# [TASK DIRECTIONS]
From the listing below, select and copy out every line that contains the word "greenhouse".

# [RECORDS FOR THIS TASK]
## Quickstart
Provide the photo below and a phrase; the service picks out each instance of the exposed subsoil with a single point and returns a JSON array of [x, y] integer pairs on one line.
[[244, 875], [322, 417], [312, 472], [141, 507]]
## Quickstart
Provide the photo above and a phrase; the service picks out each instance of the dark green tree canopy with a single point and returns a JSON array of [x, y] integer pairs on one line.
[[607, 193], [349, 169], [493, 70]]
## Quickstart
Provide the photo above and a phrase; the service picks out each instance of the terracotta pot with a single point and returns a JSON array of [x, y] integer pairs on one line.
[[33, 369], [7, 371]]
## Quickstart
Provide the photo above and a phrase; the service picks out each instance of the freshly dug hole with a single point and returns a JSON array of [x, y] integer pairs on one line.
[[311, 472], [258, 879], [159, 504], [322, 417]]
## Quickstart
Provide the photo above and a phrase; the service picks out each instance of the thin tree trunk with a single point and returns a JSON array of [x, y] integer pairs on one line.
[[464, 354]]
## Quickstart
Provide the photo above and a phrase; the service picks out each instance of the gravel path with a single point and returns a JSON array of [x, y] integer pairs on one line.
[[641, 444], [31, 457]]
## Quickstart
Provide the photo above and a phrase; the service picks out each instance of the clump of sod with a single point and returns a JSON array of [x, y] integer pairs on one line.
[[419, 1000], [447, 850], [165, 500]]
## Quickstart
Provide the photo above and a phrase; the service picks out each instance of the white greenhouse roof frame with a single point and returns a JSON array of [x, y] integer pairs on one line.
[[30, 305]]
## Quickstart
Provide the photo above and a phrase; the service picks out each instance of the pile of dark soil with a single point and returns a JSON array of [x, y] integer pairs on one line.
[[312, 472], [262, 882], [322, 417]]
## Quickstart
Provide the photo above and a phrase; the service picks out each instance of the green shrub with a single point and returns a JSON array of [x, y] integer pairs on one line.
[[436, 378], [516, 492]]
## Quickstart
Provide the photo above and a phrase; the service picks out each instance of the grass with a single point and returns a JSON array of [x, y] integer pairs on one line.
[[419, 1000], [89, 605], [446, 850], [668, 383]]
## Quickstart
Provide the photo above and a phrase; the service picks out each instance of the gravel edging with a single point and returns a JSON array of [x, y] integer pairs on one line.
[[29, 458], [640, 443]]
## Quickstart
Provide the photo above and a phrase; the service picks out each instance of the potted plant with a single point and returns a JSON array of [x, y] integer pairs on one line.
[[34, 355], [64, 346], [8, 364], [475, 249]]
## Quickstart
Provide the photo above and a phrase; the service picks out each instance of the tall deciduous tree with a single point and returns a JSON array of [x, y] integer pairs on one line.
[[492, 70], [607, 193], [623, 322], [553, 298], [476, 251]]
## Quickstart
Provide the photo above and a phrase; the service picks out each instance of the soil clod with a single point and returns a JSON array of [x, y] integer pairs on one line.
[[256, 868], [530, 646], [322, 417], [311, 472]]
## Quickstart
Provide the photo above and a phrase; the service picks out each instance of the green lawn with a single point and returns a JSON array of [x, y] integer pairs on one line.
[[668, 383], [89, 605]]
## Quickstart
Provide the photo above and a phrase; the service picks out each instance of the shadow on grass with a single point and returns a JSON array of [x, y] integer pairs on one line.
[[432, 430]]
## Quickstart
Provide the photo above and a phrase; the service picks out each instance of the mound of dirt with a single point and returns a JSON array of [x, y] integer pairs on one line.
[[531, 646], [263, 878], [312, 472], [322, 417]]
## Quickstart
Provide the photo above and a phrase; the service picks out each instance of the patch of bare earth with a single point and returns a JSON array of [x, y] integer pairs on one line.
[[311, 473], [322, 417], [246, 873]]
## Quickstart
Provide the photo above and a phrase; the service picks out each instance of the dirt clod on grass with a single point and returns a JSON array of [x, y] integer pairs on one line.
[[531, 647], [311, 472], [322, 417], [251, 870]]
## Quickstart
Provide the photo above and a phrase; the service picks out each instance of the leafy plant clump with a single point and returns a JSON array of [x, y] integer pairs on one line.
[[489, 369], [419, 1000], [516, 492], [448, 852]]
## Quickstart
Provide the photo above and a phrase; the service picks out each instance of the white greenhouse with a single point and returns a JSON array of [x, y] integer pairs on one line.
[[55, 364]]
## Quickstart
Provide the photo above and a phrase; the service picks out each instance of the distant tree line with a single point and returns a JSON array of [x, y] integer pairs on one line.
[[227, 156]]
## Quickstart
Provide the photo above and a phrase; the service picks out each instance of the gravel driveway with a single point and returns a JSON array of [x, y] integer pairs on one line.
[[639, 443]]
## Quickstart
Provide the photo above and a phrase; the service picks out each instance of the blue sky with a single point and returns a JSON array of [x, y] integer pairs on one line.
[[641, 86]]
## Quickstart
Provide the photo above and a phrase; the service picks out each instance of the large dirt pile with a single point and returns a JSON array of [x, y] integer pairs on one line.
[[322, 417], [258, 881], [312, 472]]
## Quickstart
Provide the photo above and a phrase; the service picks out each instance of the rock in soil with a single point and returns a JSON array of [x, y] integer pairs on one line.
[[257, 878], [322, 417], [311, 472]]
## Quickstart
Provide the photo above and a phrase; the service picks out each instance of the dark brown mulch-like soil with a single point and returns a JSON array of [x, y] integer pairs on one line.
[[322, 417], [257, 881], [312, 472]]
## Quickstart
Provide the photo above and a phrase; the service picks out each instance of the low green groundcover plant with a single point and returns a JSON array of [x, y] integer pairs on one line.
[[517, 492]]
* * *
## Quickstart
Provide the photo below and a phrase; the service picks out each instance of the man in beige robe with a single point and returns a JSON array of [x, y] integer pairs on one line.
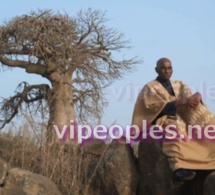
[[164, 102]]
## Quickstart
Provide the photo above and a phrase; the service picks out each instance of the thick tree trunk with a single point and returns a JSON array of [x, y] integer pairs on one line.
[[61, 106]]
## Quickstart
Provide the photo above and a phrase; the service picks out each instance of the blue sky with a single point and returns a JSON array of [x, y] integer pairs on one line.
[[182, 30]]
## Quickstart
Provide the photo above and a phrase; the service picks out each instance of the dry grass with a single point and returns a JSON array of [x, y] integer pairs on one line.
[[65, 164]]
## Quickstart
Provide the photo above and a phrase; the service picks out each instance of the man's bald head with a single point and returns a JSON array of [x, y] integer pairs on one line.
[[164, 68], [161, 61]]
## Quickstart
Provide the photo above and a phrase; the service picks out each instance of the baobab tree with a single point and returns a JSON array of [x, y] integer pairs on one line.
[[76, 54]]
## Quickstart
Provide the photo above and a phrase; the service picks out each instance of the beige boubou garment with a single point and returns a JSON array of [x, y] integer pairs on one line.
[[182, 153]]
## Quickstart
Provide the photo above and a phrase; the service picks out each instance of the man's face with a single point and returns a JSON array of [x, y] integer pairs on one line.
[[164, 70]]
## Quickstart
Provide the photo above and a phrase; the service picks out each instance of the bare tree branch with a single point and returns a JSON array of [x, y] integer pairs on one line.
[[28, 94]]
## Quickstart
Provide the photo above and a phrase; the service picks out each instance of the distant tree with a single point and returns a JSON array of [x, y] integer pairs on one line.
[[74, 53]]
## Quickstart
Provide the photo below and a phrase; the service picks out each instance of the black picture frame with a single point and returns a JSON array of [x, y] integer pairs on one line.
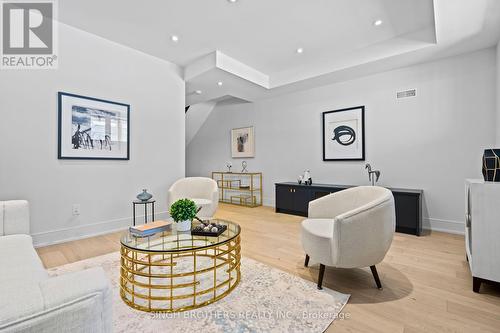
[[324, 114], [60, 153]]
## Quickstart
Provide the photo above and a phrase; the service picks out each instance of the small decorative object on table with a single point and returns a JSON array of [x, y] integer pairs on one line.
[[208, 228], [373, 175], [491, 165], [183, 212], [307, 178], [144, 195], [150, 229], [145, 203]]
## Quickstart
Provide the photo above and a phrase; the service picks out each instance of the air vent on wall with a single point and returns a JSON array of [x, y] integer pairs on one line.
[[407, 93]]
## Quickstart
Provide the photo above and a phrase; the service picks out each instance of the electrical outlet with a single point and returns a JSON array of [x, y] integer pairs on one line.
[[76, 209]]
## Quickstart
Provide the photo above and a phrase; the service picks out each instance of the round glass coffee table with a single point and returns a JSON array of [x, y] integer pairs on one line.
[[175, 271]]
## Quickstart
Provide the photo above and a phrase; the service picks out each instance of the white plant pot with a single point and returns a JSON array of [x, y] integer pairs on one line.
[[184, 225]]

# [RESULT OF THIS TASK]
Provide the photo above and a phrase; the service picks out each instance of the white greenhouse roof frame with a single point and returns a JSON array of [x, y] integer pairs on one line.
Provide the photo above and a phrase; the service picks out each instance of the white greenhouse with a single point and returns a JSON array of [x, y] integer pairs on one line.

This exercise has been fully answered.